(Provided text Opens)

Rapanos’ civil case challenges the Corps authority over his properties altogether. In the civil case, Rapanos alleges that the Corps has no jurisdiction over the wetlands on his properties because the properties are 11 miles from the nearest navigable waterway. The Corps, however, says Rapanos’ property is part of the same hydrological system, as a result of tributaries and other waterways, as the nearby waters of the United States; therefore, the Corps argues, it’s within the Corps’ jurisdiction.
The trial court agreed with the Corps’ reasoning, holding that the Corps had jurisdiction over Rapanos’ property. The 6th U.S. Circuit Court of Appeals, based in Cincinnati, upheld the trial court’s decision, prompting Rapanos’ appeal to the Supreme Court.

(Provided text Closes)
(Data Opens)

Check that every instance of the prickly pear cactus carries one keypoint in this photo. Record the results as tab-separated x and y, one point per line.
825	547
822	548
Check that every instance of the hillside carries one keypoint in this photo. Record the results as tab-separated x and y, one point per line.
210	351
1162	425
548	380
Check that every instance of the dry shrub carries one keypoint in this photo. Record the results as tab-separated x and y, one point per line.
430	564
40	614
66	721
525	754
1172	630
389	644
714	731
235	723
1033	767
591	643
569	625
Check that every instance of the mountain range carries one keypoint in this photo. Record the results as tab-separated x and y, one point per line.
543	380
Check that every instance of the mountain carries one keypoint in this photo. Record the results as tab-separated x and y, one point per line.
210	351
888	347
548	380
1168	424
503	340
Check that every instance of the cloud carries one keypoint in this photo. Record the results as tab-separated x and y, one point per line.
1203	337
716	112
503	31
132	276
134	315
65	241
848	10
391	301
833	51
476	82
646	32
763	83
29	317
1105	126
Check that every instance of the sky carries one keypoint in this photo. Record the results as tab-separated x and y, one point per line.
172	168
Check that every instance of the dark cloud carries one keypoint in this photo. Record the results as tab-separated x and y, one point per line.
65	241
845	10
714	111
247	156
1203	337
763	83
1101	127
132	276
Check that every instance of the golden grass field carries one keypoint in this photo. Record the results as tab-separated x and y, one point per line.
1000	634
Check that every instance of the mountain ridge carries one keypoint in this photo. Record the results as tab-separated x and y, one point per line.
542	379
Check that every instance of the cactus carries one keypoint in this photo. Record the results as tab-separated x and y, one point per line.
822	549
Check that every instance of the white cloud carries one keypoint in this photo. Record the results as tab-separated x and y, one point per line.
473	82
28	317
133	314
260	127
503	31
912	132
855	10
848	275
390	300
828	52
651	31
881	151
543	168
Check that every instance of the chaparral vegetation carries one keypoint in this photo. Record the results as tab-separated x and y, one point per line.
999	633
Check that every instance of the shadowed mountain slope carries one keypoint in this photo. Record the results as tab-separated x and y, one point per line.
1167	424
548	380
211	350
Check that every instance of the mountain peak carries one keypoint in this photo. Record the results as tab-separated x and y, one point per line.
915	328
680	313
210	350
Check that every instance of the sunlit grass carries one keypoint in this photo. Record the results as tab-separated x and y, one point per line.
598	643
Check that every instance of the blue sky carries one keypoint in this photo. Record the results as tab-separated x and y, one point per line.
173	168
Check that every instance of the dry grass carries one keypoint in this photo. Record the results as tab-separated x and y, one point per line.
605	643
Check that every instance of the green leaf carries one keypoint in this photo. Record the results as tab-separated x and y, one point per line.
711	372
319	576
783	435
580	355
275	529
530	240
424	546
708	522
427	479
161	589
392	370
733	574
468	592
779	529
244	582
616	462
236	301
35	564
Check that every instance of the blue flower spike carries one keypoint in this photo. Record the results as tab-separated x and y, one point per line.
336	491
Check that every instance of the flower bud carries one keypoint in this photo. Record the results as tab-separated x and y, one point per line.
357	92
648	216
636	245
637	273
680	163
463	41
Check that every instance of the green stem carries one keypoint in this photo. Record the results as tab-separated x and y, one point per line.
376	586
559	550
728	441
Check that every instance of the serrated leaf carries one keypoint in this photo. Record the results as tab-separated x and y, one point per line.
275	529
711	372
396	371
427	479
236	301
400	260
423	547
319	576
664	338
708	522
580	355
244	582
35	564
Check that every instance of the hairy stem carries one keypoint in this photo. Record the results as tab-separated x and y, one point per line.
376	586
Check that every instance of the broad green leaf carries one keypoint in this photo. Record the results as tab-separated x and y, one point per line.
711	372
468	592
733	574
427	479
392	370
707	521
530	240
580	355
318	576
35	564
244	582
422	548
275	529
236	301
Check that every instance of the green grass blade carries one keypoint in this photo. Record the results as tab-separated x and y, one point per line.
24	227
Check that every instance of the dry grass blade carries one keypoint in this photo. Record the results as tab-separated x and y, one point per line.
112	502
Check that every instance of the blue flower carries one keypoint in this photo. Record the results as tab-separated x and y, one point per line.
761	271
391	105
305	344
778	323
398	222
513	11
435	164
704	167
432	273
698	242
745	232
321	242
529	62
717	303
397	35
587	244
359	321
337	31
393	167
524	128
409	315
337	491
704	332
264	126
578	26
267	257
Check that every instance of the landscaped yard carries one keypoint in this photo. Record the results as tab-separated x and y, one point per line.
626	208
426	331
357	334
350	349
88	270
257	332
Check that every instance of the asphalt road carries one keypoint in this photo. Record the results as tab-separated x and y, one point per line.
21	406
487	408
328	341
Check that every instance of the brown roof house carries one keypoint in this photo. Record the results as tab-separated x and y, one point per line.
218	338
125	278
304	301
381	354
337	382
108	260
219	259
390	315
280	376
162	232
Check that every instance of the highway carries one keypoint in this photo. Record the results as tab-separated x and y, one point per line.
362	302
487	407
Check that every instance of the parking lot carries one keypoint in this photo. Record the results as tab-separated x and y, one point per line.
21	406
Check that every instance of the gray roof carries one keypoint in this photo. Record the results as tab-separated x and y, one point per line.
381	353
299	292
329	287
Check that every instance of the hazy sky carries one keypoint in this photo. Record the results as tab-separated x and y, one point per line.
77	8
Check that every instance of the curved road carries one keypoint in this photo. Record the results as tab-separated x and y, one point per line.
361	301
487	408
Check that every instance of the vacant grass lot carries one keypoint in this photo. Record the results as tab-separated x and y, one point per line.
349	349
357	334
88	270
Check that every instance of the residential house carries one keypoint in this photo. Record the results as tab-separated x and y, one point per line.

(Data Closes)

> **What you will do**
a: Repeat the part of the Rapanos passage that opens with the words containing "Rapanos’ civil case" and closes with "the Corps’ jurisdiction.".
b: Summarize the Rapanos passage in two sentences.

> **Written answers**
a:
Rapanos’ civil case challenges the Corps authority over his properties altogether. In the civil case, Rapanos alleges that the Corps has no jurisdiction over the wetlands on his properties because the properties are 11 miles from the nearest navigable waterway. The Corps, however, says Rapanos’ property is part of the same hydrological system, as a result of tributaries and other waterways, as the nearby waters of the United States; therefore, the Corps argues, it’s within the Corps’ jurisdiction.

b: In his civil case, Rapanos argues that the Corps has no jurisdiction over the wetlands on his properties because they are 11 miles from the nearest navigable waterway. The Corps says the properties are part of the same hydrological system as nearby waters of the United States, and after the trial court agreed and the 6th U.S. Circuit Court of Appeals upheld that decision, Rapanos appealed to the Supreme Court.